• [TEXT SEGMENT]
** begin **

I take working machinery for granted. Until it breaks, that is. You know equipment only breaks down on Friday night, during a lunch rush, or before a 400 brunch Sunday. Warranties? Doesn't matter, I can't find the file -- or pile -- with the specs, company information and operations manual.

Every time this happened, I'd kick myself and swear to get my act together. I'd promise to put my paperwork in order, and schedule regular maintenance checks to avoid the unavoidable.

The average casual dining operation has half a million dollars in hard assets that need and deserve constant attention. A good preventive maintenance system is a must, and here are a few of the reasons why:

Time
It always takes less time, and it's infinitely more convenient to be proactive. Conduct maintenance checks when you're closed instead of dealing with a problem during a rush.

Money
It's a lot cheaper to make a small repair on your own time than pay a repairman overtime to fix a big problem. A comprehensive and regularly followed preventive maintenance system can help you operate 20% more efficiently, and cut your repair and maintenance costs.

Morale
Poor planning and inefficiencies can be the source of low morale and on-the-job injuries. Employees can get backaches from working on at a prep table that's too high or too low. Line cooks in overheated kitchens may leave for cooler climates. And no employees take pride in a workplace that's dirty and in disrepair. Ask your employees for suggestions on how to make their work environment more efficient and pleasant.

** end **

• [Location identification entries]
** begin **

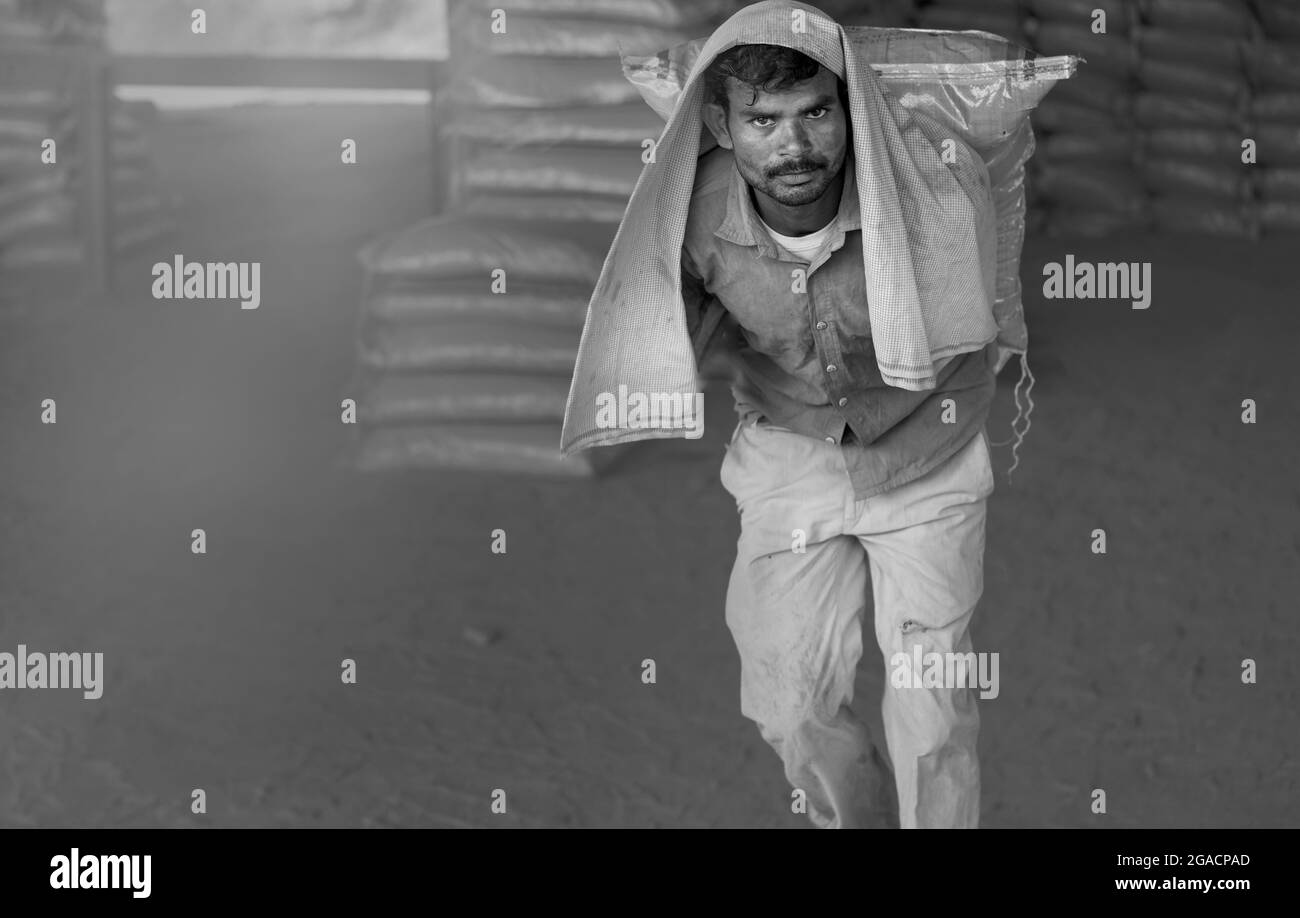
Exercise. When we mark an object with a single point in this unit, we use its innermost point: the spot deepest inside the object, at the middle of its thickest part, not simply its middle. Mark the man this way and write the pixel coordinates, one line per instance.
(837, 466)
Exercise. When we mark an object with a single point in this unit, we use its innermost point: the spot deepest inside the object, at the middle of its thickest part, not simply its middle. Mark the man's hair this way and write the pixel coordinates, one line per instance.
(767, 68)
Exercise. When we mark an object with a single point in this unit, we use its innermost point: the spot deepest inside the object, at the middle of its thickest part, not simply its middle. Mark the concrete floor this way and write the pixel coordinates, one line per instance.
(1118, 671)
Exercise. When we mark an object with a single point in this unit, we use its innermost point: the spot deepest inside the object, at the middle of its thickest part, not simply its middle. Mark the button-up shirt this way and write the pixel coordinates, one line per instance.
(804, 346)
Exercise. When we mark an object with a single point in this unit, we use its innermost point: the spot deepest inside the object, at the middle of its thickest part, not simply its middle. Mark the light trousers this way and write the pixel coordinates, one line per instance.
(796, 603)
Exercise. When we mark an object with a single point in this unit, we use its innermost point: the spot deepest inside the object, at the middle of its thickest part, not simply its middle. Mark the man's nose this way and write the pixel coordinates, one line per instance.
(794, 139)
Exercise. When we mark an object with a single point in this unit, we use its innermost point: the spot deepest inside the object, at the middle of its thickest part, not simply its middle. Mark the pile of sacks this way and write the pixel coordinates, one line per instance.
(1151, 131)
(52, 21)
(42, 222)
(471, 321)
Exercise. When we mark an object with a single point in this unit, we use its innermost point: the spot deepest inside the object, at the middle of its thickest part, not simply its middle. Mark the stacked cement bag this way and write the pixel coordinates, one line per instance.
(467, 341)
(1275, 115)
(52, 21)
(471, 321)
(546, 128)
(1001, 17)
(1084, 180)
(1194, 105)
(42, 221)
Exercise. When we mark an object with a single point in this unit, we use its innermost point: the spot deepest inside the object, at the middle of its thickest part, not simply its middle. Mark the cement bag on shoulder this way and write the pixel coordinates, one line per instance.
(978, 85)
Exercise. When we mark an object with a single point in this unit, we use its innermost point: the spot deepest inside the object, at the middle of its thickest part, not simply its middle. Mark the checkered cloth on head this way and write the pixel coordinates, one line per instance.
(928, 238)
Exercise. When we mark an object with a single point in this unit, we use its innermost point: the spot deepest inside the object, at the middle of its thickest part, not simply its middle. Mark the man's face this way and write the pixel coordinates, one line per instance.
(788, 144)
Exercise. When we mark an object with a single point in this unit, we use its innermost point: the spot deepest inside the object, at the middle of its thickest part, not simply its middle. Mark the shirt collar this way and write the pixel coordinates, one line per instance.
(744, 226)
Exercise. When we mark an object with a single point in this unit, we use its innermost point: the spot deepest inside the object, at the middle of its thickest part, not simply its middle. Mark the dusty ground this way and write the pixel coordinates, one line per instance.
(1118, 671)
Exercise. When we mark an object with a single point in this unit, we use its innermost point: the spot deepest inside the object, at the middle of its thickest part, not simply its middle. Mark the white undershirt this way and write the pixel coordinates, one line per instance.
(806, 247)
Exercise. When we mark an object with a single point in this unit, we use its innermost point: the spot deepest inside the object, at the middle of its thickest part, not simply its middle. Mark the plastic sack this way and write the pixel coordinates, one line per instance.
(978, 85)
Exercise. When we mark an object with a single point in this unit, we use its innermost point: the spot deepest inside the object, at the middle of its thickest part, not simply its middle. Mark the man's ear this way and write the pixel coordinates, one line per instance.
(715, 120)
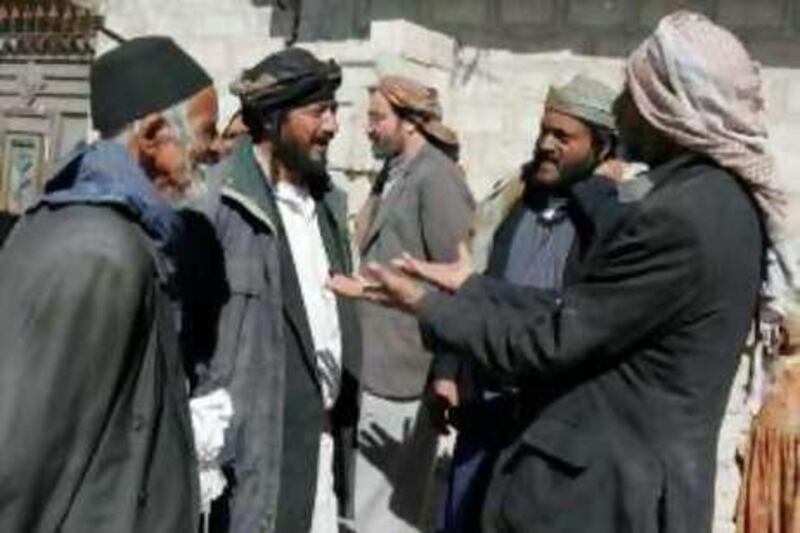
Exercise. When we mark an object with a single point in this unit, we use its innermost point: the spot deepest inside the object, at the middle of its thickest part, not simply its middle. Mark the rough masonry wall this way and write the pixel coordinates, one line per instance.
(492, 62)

** end **

In one to three sentences, explain why the passage on restaurant equipment maintenance recommends making small repairs on your own time.

Making a small repair on your own time is a lot cheaper than paying a repairman overtime to fix a big problem.